What is expected: Leave the images behind and copy every record exactly.
_ _ _ _ _
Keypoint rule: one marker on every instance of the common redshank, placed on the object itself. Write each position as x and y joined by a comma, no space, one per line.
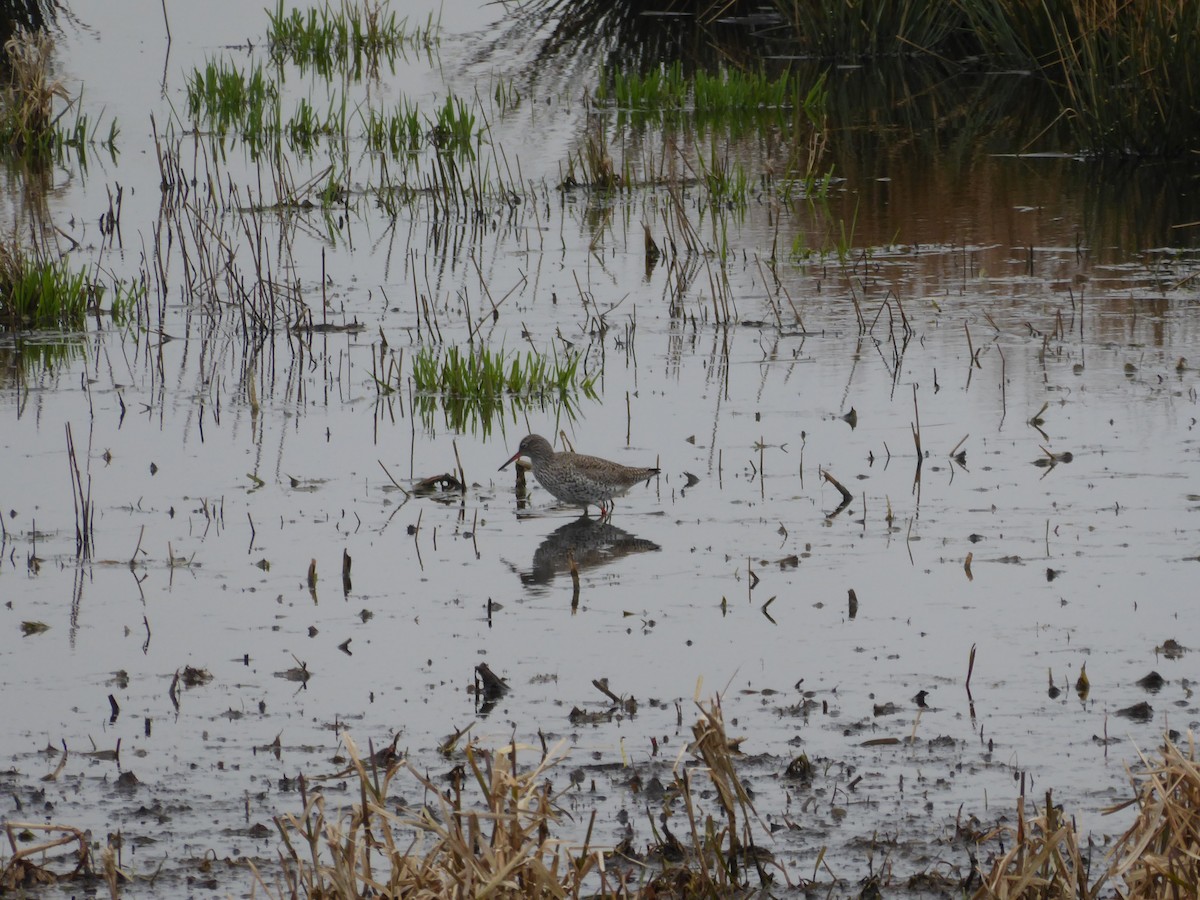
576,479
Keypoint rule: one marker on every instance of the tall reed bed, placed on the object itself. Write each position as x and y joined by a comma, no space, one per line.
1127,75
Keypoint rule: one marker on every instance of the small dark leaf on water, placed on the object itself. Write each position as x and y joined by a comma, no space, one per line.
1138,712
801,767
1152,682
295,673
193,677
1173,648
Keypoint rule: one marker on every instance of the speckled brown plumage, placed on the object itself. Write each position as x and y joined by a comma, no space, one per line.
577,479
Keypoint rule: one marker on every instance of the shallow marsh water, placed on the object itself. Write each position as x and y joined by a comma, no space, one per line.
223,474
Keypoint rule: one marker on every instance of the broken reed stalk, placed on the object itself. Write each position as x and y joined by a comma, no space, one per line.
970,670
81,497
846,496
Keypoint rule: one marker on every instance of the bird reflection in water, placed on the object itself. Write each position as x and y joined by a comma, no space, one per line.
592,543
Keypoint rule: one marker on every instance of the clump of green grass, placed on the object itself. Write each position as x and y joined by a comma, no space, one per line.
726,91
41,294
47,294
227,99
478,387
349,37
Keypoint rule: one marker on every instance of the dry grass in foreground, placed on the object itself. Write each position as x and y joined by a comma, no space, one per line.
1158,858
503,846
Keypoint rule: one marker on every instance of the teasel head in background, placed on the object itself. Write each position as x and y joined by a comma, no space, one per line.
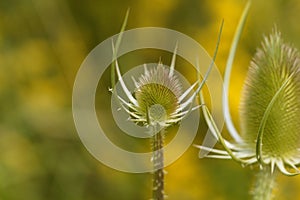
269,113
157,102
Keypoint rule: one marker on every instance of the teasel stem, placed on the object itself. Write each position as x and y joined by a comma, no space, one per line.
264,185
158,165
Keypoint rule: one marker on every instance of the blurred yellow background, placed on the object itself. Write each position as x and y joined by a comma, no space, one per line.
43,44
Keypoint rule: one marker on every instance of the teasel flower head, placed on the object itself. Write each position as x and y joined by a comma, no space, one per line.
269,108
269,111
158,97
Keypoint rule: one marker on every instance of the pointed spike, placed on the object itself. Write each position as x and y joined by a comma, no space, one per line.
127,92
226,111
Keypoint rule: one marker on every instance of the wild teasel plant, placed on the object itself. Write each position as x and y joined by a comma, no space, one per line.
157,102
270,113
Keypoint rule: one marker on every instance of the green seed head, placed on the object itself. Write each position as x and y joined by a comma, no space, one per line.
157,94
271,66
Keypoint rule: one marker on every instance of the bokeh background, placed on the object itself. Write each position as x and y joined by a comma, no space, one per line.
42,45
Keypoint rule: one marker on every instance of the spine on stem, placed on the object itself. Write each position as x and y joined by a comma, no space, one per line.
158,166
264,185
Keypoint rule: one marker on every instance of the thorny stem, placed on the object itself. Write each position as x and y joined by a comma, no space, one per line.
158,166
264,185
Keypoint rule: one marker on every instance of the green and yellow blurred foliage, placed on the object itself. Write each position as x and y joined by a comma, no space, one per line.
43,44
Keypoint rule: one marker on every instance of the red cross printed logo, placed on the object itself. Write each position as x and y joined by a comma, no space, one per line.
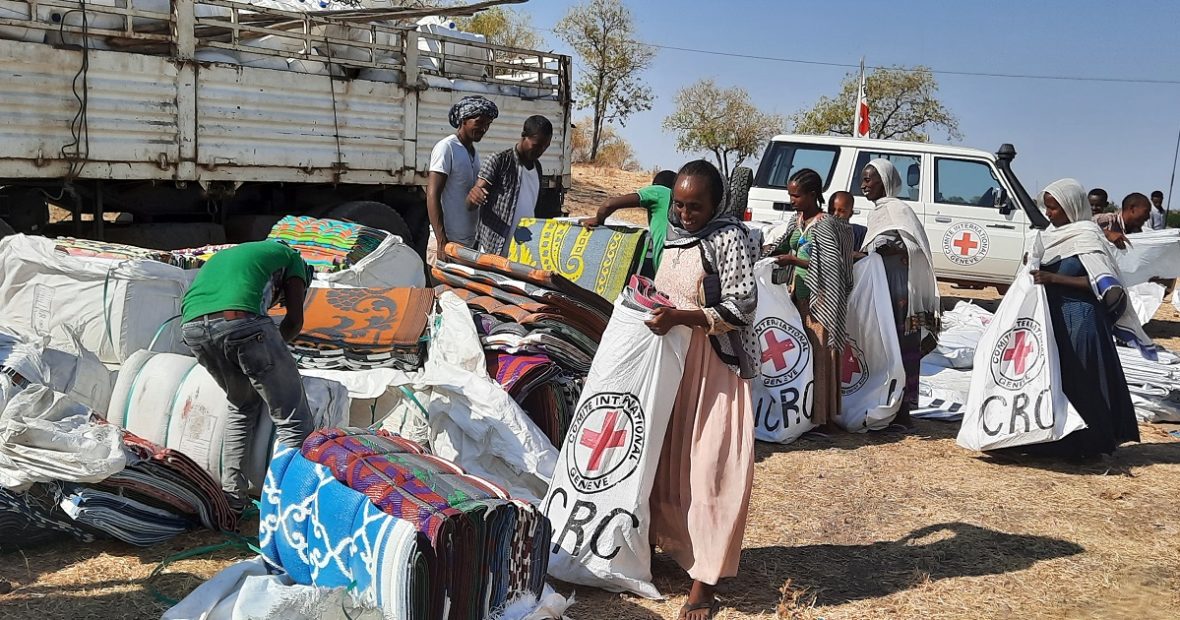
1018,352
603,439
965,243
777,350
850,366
_ _ _ _ _
Response to the exercise:
Keypoint rule: one marker on every instance of the common redshank, placed on the object itself. Write each position as x and y joined by a comma, no space, one per line.
576,479
Keypoint rule: one marker on every instance of the tall reed bed, placed on the object itself. Write each position as x and y joined by a comma, no space, one per line.
1127,75
Keypoint rule: one marker on every instance of the small dark leaf on water, placed on the object itself. Write each position as x and y joined by a comma, no space, one per line.
1138,712
801,767
1152,682
295,673
193,677
1173,648
Keypoint rule: one marker on every instance of the speckled brown plumage, placed on the object itself. Write each position as x and y joined by a comma, no space, one per line.
577,479
Keypoint rule: one marker on every instance of the shallow marsh water, placed on the object itself. Write each position as x and y joined by a comma, no space, one per line.
223,474
Keypoint rule: one marker on every instance of the broken reed stalk, placed on the object itself. Write each position as x and y joined by a comma, no space, one per line.
970,670
81,497
846,496
Keypoint rule: one marker on every instance of the bird reflection in water, placed on the object itself. Write each position as x and y joined by a comma, no space, one per line.
592,543
Keypoint rule: one marker on every instance of the clump of green grass, placed on the object itself. Write each position as x and y joined by a comma, no space, one per line.
726,91
41,294
47,294
227,99
478,387
349,37
Keypoint rule: one marker on every instance of the dry grass in foreground, placed on the object itself. Write each position as x and y joined by a comma, no space, one per line.
1158,858
503,846
Keypoint rule: one marker on every instance of the teasel head in background, placed on the object itself. Write each position as x and y joined by a comma, no space, one per line.
269,113
157,102
Keypoint rule: one marker on every instance of the teasel stem, placed on the object itself. Write each position as x and y joined by a comma, no space, one per line.
264,185
158,165
Keypoint rule: one marker on every instance of the blurred yellow background, placed on the object itself. Write each position as x and y joined by a comma, no space, one per line.
43,44
Keypoint rule: one marker on every instance of the teasel flower head, placed on the object itself. Write each position as x and y joined by a comma, no space, one per line.
269,108
269,111
158,97
Keypoint rule: one marker on every instance of the pointed spike, placed on the object itself. Write each position as x and y joined by a comma, no space, one per line.
127,92
226,111
Keypoint rule: one marker on every instance of the wild teasel plant, placed on the object itself. Write each position as x and y joined by a comma, no space, one per line.
157,102
270,113
Keypoint rule: one marker on every instance of the green seed head, placed on the object itself. Write each position as x and y joined by a comma, no space, one per line.
157,94
271,66
Keypoint rule: one marker on every instance of the bokeh background, placed on the object itself. Write each position as x and y joined by a comma, no space, one per line.
42,45
Keypoint rule: one marker on every instance of the spine on stem, placed on the object itself. Write each position as x and y joined by a comma, no space, one per line.
158,166
264,185
Keypoint rule: one marker on every instance of the thorny stem, placed on the object itself. Write each position as x and y joined by a comma, no space, one per line.
158,166
264,185
Keypoint rule: one marker on every instance of the green and yellow blurred foliage, placed on the object itself. Write each position as x and y joined by a comma, no space, one per line.
43,44
Keypoint rule: one marker on every instance of the red cross printed logo, placed on the object itself. Write each position as x and y joined by a comma, no space, one per line.
1018,352
603,439
965,243
777,350
850,366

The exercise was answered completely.